-------- Data for review

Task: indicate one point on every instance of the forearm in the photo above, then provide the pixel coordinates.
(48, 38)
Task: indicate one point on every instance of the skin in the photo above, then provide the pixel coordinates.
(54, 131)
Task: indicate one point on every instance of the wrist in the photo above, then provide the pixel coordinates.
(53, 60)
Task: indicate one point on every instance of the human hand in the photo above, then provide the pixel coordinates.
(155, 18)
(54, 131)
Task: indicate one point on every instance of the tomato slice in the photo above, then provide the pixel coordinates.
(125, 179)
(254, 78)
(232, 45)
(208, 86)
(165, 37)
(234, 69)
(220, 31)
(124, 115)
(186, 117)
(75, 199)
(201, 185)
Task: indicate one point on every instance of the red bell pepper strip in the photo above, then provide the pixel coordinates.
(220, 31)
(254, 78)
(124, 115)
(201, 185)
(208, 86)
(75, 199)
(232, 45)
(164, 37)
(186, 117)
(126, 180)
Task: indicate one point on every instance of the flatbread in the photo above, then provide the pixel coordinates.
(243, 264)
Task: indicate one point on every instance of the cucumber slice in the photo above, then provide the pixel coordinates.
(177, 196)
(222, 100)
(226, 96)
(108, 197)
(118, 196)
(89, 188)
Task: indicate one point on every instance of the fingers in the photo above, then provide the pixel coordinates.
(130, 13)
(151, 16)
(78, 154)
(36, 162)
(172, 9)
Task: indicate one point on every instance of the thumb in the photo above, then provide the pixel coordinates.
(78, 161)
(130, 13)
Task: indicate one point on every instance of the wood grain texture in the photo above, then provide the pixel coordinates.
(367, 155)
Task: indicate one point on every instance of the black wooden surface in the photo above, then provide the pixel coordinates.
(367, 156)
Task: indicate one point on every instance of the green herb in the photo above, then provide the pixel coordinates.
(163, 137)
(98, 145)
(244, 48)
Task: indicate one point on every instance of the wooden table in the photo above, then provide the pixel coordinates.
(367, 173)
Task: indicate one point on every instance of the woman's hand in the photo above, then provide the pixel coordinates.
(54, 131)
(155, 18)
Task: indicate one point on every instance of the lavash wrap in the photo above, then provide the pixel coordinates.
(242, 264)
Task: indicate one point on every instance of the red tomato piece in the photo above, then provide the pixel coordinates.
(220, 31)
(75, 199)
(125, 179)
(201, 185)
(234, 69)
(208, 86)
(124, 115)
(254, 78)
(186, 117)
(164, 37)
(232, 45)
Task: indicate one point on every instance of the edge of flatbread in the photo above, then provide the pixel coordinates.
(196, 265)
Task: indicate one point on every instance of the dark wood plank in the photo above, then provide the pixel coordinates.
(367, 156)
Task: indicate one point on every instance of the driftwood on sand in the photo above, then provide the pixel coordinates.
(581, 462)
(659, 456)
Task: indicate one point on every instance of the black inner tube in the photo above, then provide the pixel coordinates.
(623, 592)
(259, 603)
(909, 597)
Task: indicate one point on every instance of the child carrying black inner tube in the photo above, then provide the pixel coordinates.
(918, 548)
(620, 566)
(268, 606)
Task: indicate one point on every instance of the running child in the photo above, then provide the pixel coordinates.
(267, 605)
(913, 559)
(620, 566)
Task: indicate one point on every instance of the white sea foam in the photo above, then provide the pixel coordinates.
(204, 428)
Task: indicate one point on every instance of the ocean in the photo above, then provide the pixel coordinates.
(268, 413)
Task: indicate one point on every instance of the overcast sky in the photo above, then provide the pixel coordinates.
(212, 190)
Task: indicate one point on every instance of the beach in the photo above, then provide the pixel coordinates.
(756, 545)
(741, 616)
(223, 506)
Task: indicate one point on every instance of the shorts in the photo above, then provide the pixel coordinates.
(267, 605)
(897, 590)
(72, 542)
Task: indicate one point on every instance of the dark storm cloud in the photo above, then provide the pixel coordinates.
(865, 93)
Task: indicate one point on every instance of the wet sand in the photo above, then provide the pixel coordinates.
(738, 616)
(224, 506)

----------------

Work item>
Word for word, give the material above a second time.

Result of this task>
Task: indicate one point on every instance of the forearm in the photo above, then provide the pixel coordinates.
(48, 38)
Task: indicate one point on every instance of the skin in the photo above, then provide the pixel coordinates.
(54, 131)
Task: indicate one point on every instance of the wrist in the photo above, then provide the pixel coordinates.
(53, 60)
Task: indicate one point on every instance of the human hand in the photo above, then provide the pixel coordinates.
(155, 18)
(54, 131)
Task: indicate one point on every instance of the tomato slice in the photo above, then provide the pixel coordinates.
(125, 179)
(254, 78)
(232, 45)
(208, 86)
(165, 37)
(234, 69)
(220, 31)
(124, 115)
(186, 117)
(75, 199)
(201, 185)
Task: indicate one point on every instance of the red bell pepper strip in the photo above, then provide the pixel coordinates.
(220, 31)
(254, 78)
(124, 115)
(201, 185)
(208, 86)
(75, 199)
(232, 45)
(164, 37)
(186, 117)
(126, 180)
Task: indicate one point on every instance of the flatbread in the photo above, then provide the pixel coordinates.
(243, 264)
Task: indicate one point on every instance of the cucumber slice in the photo above, then provide the pixel coordinates.
(177, 196)
(222, 100)
(226, 96)
(108, 197)
(118, 196)
(89, 188)
Task: indicate one point on every instance of the fingers in the photo above, then provide the pixel coordinates.
(130, 13)
(151, 16)
(78, 154)
(36, 162)
(172, 9)
Task: indicate one point on every instance of the thumb in the photo above, then provide the pixel coordinates.
(78, 161)
(130, 13)
Task: indicate one point on every instance of the wood grain texture in the photo above, then provide the pixel coordinates.
(367, 155)
Task: indicate one point on every instance of the black wooden surface in the photo above, then provide the pixel coordinates.
(367, 156)
Task: indicate one point on every instance of the green herb in the photo above, then provide the pixel coordinates.
(163, 137)
(98, 145)
(244, 48)
Task: indicate one point on every instance of the wooden table in the photo above, then provide the pixel coordinates.
(367, 173)
Task: indicate one point on every instance of the woman's hand in the photo above, then provide the pixel coordinates.
(54, 131)
(155, 18)
Task: indicate one point on every instance of the lavash wrap in the photo above, then provide the pixel coordinates.
(242, 264)
Task: indicate one point on every instance of the red tomato piece in the photo above, then provide the pixel coordinates.
(220, 31)
(75, 199)
(125, 179)
(201, 185)
(234, 69)
(208, 86)
(124, 115)
(254, 78)
(186, 117)
(164, 37)
(232, 45)
Task: indicate one point on every instance of the edge of flatbread in the photo above, then provide the pixel coordinates.
(196, 265)
Task: indicate one point on every instance of the dark wood plank in the photo above, then provide the pixel coordinates.
(367, 156)
Task: indicate one point on every instance of the driftwood on sand in the photo above, then provide the pixel coordinates.
(581, 462)
(659, 456)
Task: indicate one point on every instance of the black inner tube in the photo above, then provide the pixel coordinates.
(623, 592)
(259, 603)
(909, 597)
Task: indicate one point on every instance of the child carrying black inner tube in the photo above, then provide the pixel coordinates.
(918, 548)
(620, 566)
(268, 606)
Task: indicate one point on every instance of the running child in the photo above, then provide the pixel coordinates.
(267, 605)
(913, 559)
(620, 566)
Task: indicate one point on every instance of the white sea foam in the photo above, then provide the pixel coordinates.
(204, 428)
Task: indicate one point on every instance of the ocean in the photo above, then provide the pixel coordinates.
(268, 413)
Task: indicate one point on every instance of the overcast sky in the photo above, then provide the pixel coordinates.
(212, 190)
Task: indicate one point on every instance of the beach in the photo above, then provide the pixel coordinates.
(756, 545)
(741, 616)
(223, 506)
Task: indicate one point on every instance of the shorts in the photo above, then provide the pixel coordinates.
(267, 605)
(897, 590)
(72, 542)
Task: indicate one point on every instance of the dark storm cloud in the photo above, then provide the pixel coordinates.
(865, 93)
Task: indicate one point on every instance of the wet sand in the photo above, then provide the pixel coordinates.
(738, 616)
(224, 506)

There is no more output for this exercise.